■ **Verständnisfragen**
1) Wie viele Fahnen marschierten laut dem Text zur Vereinsfahne als Block im Umzug mit?
2) Prüfe anhand des Textes zur Vereinsfahne, ob die folgenden Aussagen zutreffen. Antworte jeweils mit Ja oder Nein und zitiere die entscheidenden Worte.
(a) Im Jahr 1920 gab es in Deutschland bereits Rundfunk.
(b) Die 50 ℳ für den Fahnenstand stammten von einem unbekannten Gönner.
(c) Am 8. September 1921 wurde der genaue Tag der Fahnenweihe festgelegt.
3) Führe den Text zur Vereinsfahne im Anschluss an seinen letzten Satz fort.

Die Geschichte der Vereinsfahne und die Inflation 1922
Eine Fahne war für einen Verein in Deutschland anno 1920 sehr wichtig
In den Jahren 1920–1930 hatten Fahnen in Deutschland Hochkonjunktur. Man darf nicht vergessen, dass es 1920 noch nicht mal Rundfunk in Deutschland gab. Umzüge oder Demonstrationen waren die einzige Möglichkeit sich der Öffentlichkeit zu präsentieren. Darüber wurde dann in der Zeitung berichtet. Die Fahne war ein direktes Signal, seiner Meinung in der Öffentlichkeit Nachdruck zu verleihen.
Wie wichtig Fahnen damals waren, geht aus Kommentaren von Zuschauern beim Umzug anlässlich der Fahnenweihe hervor. Im Bericht darüber im Protokollbuch heißt es wörtlich: Es war ein Festzug, von dem so mancher Andersdenkende aber Gutgesinnte sagte: „Einen solchen Zug bei den heutigen Zeitverhältnissen zu sehen, läßt einen das Herz in Freude schlagen.“ [1]. In dem Umzug marschierte ein Block von 27 Fahnen mit! [6]
Am 4. März 1921 erscheint die Vereinsfahne das erste Mal in einem Protokoll. Dort wird 50 ℳ für die Gründung eines „Fahnenstandes“ von einem unbekannten Gönner gestiftet [2]. Eine Sammlung extra für die Fahne erbringt daraufhin weitere 64,30 ℳ.
Am 8. September 1921 wird man konkret. Es heißt unter Punkt 3 der Tagesordnung wörtlich: „Schon seit längerer Zeit trägt sich der Verein mit dem Gedanken, wenn möglich im nächsten Jahr Fahnenweihe zu feiern. Dahingehend wird heute der Beschluß endgültig gefasst. Der festzusetzende Tag der Fahnenweihe soll später festgesetzt werden“ [3].

■ **Daten zur Objektverortung in natürlicher Sprache**
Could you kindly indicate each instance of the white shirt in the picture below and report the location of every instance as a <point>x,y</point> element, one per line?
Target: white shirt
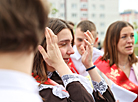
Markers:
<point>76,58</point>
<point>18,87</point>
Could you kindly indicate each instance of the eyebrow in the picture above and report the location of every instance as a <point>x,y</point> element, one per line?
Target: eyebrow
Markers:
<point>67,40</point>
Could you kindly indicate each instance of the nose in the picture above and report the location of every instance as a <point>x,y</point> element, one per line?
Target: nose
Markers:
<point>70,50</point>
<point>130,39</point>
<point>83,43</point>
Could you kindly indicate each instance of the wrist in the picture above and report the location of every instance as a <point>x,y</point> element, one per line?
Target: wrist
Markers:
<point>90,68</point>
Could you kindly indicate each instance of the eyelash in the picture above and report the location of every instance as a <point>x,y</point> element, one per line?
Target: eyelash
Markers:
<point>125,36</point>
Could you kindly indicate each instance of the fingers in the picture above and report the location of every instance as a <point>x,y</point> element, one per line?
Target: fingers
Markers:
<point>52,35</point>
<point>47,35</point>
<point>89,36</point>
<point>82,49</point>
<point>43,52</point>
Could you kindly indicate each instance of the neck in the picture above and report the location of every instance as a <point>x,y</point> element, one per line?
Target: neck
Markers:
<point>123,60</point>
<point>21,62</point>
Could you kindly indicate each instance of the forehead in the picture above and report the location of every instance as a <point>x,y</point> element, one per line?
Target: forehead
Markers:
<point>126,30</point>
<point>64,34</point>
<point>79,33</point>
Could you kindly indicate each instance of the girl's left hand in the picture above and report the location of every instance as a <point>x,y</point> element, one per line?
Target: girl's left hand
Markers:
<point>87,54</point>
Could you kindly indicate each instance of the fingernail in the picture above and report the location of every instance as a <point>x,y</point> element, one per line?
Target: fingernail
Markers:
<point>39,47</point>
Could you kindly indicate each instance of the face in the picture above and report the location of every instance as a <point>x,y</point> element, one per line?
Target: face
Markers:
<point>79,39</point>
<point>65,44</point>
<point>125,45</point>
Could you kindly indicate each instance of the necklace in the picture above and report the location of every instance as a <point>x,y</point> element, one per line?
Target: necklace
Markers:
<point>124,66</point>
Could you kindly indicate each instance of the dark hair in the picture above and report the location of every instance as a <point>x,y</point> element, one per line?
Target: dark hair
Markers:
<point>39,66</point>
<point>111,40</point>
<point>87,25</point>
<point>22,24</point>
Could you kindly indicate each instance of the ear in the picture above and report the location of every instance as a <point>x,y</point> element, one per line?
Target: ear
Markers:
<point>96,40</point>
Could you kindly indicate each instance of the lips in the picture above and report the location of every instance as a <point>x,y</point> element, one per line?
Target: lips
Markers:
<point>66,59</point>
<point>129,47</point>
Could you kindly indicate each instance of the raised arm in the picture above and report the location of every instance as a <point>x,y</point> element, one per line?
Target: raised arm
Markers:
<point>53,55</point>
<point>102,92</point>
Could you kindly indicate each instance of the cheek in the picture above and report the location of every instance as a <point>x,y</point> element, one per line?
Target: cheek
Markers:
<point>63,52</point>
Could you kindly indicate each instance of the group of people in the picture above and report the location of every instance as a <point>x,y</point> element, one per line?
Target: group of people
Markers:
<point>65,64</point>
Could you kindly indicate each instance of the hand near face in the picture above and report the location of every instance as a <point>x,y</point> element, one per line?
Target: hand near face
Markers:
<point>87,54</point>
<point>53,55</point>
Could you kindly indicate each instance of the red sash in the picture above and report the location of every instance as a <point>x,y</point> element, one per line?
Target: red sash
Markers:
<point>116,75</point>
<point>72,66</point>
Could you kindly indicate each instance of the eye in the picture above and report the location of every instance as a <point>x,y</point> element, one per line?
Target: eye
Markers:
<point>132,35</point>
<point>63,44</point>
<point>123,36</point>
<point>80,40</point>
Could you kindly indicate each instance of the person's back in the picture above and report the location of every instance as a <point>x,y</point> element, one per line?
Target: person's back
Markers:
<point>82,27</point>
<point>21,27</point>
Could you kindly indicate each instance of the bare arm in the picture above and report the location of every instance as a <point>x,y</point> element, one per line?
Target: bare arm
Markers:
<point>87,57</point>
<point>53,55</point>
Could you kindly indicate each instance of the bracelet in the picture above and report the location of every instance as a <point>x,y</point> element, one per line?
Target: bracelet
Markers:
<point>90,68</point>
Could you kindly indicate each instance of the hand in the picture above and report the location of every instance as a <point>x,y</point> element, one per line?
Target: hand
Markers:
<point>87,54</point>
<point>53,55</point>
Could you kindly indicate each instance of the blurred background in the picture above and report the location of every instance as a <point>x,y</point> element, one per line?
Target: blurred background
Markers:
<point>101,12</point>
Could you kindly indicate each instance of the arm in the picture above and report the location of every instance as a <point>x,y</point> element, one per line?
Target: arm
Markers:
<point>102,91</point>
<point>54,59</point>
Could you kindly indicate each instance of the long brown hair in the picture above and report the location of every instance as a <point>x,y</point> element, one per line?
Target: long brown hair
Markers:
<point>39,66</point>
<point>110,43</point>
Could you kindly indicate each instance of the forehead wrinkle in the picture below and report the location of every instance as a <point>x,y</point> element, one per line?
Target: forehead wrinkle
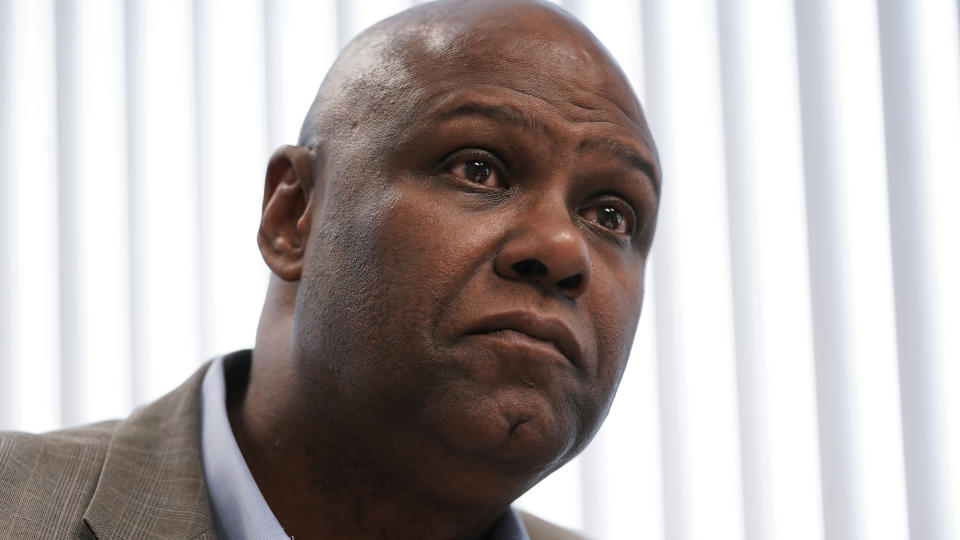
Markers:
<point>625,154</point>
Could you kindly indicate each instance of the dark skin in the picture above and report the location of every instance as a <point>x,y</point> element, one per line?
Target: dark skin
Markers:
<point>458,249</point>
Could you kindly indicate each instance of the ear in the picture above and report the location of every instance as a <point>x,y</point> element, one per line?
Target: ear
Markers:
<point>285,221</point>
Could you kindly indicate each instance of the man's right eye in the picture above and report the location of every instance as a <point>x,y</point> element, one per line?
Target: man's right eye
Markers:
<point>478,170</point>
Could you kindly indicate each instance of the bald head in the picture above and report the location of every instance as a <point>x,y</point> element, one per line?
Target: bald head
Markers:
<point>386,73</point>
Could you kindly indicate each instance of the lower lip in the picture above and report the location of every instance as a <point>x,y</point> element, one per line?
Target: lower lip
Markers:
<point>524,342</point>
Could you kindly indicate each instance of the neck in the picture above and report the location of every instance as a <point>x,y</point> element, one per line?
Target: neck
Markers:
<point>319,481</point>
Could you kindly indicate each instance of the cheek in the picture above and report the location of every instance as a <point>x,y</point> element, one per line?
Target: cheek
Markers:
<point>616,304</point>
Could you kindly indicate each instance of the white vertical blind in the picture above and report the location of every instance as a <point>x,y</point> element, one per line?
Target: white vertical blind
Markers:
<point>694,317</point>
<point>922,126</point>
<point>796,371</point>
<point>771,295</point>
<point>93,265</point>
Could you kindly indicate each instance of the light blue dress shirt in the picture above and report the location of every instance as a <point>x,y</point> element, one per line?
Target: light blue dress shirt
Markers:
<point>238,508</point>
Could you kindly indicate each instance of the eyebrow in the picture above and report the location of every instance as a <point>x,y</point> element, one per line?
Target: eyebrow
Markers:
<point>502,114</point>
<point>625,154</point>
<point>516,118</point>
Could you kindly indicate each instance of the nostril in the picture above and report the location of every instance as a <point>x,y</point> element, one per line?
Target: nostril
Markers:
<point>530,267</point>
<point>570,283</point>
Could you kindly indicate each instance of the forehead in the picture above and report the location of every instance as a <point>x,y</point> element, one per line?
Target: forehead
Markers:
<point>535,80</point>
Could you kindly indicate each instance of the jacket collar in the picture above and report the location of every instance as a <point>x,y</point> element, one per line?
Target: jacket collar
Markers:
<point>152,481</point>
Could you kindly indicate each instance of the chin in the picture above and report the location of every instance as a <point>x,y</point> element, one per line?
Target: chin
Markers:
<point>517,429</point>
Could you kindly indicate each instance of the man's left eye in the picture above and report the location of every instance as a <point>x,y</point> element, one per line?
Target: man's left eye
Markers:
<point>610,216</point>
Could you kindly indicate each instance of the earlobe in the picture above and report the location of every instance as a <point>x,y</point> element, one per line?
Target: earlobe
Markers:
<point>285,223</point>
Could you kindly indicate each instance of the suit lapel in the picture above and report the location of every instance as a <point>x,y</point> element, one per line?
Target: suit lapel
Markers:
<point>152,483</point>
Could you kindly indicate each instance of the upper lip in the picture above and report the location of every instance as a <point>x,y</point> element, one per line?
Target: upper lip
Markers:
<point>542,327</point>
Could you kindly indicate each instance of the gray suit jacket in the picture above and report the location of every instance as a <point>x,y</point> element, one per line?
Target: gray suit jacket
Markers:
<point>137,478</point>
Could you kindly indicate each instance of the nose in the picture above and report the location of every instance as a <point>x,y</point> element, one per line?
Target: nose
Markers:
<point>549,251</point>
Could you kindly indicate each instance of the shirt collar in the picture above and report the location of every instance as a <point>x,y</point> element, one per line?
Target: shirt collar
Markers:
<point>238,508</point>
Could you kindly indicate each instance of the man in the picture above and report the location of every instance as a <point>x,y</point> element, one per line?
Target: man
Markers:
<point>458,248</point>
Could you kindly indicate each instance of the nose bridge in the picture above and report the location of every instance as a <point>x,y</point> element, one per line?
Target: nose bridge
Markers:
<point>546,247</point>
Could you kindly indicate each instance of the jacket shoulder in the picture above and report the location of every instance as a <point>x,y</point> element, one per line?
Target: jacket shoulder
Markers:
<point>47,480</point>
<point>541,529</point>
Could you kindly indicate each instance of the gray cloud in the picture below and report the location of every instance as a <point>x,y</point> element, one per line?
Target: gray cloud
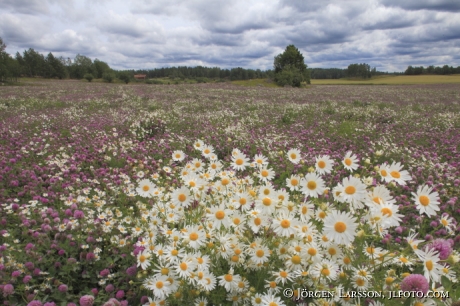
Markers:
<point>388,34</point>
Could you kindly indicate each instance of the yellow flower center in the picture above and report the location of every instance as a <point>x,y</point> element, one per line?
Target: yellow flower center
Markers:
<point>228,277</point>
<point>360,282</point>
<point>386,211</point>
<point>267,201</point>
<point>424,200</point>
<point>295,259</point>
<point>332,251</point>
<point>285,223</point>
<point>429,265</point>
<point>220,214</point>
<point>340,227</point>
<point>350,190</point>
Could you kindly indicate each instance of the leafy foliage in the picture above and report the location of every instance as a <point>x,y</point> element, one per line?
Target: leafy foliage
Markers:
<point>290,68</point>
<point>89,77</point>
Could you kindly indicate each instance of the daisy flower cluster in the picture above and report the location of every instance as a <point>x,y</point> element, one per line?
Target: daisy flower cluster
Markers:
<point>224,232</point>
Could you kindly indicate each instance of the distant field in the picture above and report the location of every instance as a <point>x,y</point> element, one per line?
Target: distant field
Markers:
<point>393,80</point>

...

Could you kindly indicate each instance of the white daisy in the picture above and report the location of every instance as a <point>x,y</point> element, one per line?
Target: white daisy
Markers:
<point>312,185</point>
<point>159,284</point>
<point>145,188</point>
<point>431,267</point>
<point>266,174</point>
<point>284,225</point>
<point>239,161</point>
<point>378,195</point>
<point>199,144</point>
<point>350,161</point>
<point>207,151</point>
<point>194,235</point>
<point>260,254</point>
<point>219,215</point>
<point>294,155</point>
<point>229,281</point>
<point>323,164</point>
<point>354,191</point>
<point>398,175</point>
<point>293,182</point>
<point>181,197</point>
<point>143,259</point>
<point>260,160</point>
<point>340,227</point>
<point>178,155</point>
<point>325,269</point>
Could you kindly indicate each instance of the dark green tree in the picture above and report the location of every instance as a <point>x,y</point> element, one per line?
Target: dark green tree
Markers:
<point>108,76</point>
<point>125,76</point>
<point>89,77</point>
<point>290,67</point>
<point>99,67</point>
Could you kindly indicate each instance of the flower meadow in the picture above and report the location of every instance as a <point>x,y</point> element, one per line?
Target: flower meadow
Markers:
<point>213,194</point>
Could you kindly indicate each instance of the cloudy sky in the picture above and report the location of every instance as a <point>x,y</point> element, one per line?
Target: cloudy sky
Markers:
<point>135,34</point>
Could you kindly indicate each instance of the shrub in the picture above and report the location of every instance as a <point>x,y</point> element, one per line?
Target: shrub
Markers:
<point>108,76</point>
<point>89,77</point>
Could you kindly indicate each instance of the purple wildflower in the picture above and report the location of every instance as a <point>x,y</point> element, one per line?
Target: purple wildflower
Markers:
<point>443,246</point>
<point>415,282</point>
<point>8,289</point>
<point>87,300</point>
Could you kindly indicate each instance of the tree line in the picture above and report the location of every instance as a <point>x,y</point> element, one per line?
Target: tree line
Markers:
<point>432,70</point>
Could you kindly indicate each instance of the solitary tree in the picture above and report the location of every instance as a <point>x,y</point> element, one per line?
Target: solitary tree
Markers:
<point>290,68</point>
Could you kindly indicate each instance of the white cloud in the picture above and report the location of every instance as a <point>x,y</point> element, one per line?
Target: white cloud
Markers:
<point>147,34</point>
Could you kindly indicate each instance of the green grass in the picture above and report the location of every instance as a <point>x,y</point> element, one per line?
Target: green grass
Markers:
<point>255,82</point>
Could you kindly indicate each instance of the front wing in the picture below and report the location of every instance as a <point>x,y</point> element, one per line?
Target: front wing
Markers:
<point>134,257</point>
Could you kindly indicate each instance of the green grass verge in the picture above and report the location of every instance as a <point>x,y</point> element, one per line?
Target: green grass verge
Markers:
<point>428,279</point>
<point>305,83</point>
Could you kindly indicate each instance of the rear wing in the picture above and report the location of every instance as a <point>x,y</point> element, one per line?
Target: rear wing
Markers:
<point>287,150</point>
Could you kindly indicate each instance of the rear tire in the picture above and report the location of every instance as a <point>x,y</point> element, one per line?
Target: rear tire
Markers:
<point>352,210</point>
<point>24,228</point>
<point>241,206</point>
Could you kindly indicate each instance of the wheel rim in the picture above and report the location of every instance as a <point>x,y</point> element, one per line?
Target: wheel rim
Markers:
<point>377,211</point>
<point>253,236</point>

■ **Nummerierte Antworten**
1) Ein Block von 27 Fahnen.

2)
(a) Nein: „dass es 1920 noch nicht mal Rundfunk in Deutschland gab“
(b) Ja: „von einem unbekannten Gönner gestiftet“
(c) Nein: „Der festzusetzende Tag der Fahnenweihe soll später festgesetzt werden“

3)
Die Sache wird in der Generalversammlung vom 4. November 1921 „heiß“. Die Beschaffung ist Hauptthema dieser Generalversammlung [4]. Es wurden vom Vorstand Angebote von Fahnenherstellern eingeholt. Diese schwankten zwischen 3.500 ℳ und 6.000 ℳ.
Wie war die finanzielle Lage, 1921–1922?
Es gab Inflation in Deutschland. Die Inflation wurde vor allem von der Weimarer Republik wissentlich in Kauf genommen, um die enormen Staatsschulden, eine Folge vom 1. Weltkrieg, abzubauen [5]. In den Jahren 1921–1922 gab es allerdings zunächst eine gewisse Erholung, weil die Inflation auch als Zwangs-Lohndumping gewirkt hat und das Wirtschaftswachstum in Deutschland dadurch höher war als in den Siegerländern.
Anfang 1923 wurde die Sache sehr ernst, als französische und belgische Truppen das Ruhrgebiet besetzt haben, weil Deutschland seine Reparaturzahlungen, zu denen es durch den Versailler Vertrag verurteilt worden war, nicht nachkommen konnte. Die als „Hyperinflation“ in die Geschichte eingegangene Geldentwertung wurde am 15. November 1923 gestoppt indem die „Papiermark“ durch die „Rentenmark“, - die spätere Reichsmark -, abgelöst wurde.
Zur konkreten Lage bis zum 4. November 1921: Die Mitgliedsbeiträge eines Gesellen wurden unmittelbar nach Vereinsgründung in der 1. Versammlung am 22. April 1920 auf 1 ℳ/Monat festgelegt. Die Eintrittsgelder für das Gründungsfest betrugen 2 ℳ für Vereinsmitglieder, 3 ℳ für sonstige Besucher. Beim Gründungsfest am 20. Juni 1920 gab es einen Reingewinn des Abends von 203 ℳ. Das „Heizungsgeld“ im Goldenen Löwen betrug am 28. Oktober 1920 3 ℳ/Abend. Bei der Gründung des „Fahnenstandes“ am 4. März 1921 kamen 94,30 ℳ zusammen.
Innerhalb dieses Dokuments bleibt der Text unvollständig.